***** DATA ROWS

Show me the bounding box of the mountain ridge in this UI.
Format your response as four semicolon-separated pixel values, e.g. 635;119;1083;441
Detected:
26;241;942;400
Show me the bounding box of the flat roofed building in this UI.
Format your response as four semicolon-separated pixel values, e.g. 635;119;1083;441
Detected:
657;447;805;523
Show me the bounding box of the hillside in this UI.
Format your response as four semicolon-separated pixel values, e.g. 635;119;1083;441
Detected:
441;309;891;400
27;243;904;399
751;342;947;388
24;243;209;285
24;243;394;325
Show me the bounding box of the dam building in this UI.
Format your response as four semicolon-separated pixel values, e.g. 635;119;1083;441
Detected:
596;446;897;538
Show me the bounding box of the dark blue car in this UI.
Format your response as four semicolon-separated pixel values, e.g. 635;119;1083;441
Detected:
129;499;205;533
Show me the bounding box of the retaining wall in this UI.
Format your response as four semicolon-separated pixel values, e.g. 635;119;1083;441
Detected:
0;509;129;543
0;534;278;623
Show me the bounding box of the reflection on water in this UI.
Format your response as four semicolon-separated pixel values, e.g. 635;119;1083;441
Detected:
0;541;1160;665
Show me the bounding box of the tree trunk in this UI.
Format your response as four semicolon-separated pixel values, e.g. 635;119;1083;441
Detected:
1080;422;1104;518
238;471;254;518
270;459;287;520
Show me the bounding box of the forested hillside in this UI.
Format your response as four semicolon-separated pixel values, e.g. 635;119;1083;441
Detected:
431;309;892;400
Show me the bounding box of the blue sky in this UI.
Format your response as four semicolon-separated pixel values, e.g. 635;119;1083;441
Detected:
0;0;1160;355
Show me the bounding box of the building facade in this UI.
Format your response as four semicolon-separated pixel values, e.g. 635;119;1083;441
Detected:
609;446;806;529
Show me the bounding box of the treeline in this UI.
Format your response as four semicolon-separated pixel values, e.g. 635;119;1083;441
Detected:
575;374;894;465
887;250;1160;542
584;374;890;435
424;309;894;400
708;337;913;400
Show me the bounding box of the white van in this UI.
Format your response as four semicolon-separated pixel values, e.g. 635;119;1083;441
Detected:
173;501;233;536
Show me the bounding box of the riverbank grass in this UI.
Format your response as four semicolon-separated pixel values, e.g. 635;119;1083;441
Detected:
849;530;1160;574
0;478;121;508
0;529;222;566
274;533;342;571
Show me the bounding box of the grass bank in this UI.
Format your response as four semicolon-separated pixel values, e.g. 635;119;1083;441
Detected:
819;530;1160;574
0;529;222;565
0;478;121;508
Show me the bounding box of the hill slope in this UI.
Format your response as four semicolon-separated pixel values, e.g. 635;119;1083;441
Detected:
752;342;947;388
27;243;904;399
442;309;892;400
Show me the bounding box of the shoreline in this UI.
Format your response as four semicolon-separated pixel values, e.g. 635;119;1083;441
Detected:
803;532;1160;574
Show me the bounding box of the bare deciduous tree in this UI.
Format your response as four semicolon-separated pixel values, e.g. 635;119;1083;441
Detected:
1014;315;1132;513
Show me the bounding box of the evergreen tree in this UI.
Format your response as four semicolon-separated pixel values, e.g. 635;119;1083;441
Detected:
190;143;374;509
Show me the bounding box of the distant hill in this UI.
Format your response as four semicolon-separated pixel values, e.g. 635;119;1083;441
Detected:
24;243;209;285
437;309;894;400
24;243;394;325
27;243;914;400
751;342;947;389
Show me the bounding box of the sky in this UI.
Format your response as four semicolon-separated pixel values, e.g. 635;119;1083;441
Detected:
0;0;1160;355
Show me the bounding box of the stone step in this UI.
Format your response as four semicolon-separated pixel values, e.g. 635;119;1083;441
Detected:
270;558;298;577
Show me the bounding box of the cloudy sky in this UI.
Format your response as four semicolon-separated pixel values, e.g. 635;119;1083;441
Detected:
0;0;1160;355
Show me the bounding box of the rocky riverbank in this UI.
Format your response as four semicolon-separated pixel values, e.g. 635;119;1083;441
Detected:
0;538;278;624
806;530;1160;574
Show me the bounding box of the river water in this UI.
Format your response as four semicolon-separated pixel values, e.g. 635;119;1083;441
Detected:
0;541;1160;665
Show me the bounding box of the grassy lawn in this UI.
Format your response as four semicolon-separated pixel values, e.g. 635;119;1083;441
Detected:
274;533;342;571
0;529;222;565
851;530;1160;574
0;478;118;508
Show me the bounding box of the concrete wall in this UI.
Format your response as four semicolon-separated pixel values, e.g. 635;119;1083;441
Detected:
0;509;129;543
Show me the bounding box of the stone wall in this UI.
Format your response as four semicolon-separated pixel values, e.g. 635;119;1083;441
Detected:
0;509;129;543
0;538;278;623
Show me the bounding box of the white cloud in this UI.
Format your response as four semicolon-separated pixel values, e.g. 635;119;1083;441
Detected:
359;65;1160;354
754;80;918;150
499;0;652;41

**********

■ **STATED TASK**
Starting at the line that contains "Show me the bounding box of the bare" and ending with the last of the rows, write those lines out again, requests included. Increase every bounding-box coordinate in the answers by 115, leaving the requests and their format samples unchanged.

■ **SOLVED PROBLEM**
Show me the bounding box of the bare deciduous tree in this UI.
Format your response as four semicolon-separated pixel values, e.g. 635;119;1083;441
Detected:
1129;430;1247;628
Show me the bounding box of the evergreen tree in this UI.
Format your response as four semicolon-separated pixel values, e.g. 635;119;1083;441
Detected:
305;258;489;624
Show me the bounding box of the distant hill in this UI.
Format your response as four semicolon-separated pixel values, e.g. 635;119;1083;441
Detected:
139;358;324;400
552;424;1009;515
139;358;509;440
142;358;1029;515
866;457;1062;504
Show me the bounding box of the sky in this UI.
Format your response as four semicolon-separated pixel values, e.g. 635;119;1083;441
Detected:
115;115;1275;470
Show me the bounding box of the stone step in this UI.
Format your response as four semicolon-separated pixel values, e.g. 635;119;1083;441
Detected:
385;673;413;692
Show me the bounding box of the cloudy sky in this UI.
Format your response as four semicolon-separated pixel values, e.g. 635;119;1083;441
Detected:
115;115;1275;470
Show me the bounding box of the rocky riverbank in this UI.
Format your response as four semicolon-separated pixel values, e.g. 635;119;1083;441
Detected:
115;653;393;739
921;645;1275;689
Show me the bounding box of the river water in this UI.
Format your response as four semicolon-separated pixel values, e.g. 635;119;1083;441
Detected:
115;656;1275;780
Show me the bounding box of the grassy lawn in this UI.
Format your response as four semicolon-separated pixel values, e.g. 635;119;1083;441
Detected:
389;648;457;686
115;644;337;680
966;645;1275;689
115;593;233;623
Show me the bounding box of the concrete wall in this UI.
Format your response as four semicolon-separated pixel values, e.g. 635;119;1083;441
Detected:
115;624;244;658
Show me the bounding box of the stone wall in this UI.
Format your response as four semicolon-separated pixel values, e.g. 635;119;1083;441
Detected:
115;624;244;658
115;653;393;738
Show me the bounding box of the white cloud in this UI.
Format your response as four semicolon-separated pixel values, e.g. 635;119;1083;441
Detected:
474;180;1275;469
869;195;1033;265
614;115;767;156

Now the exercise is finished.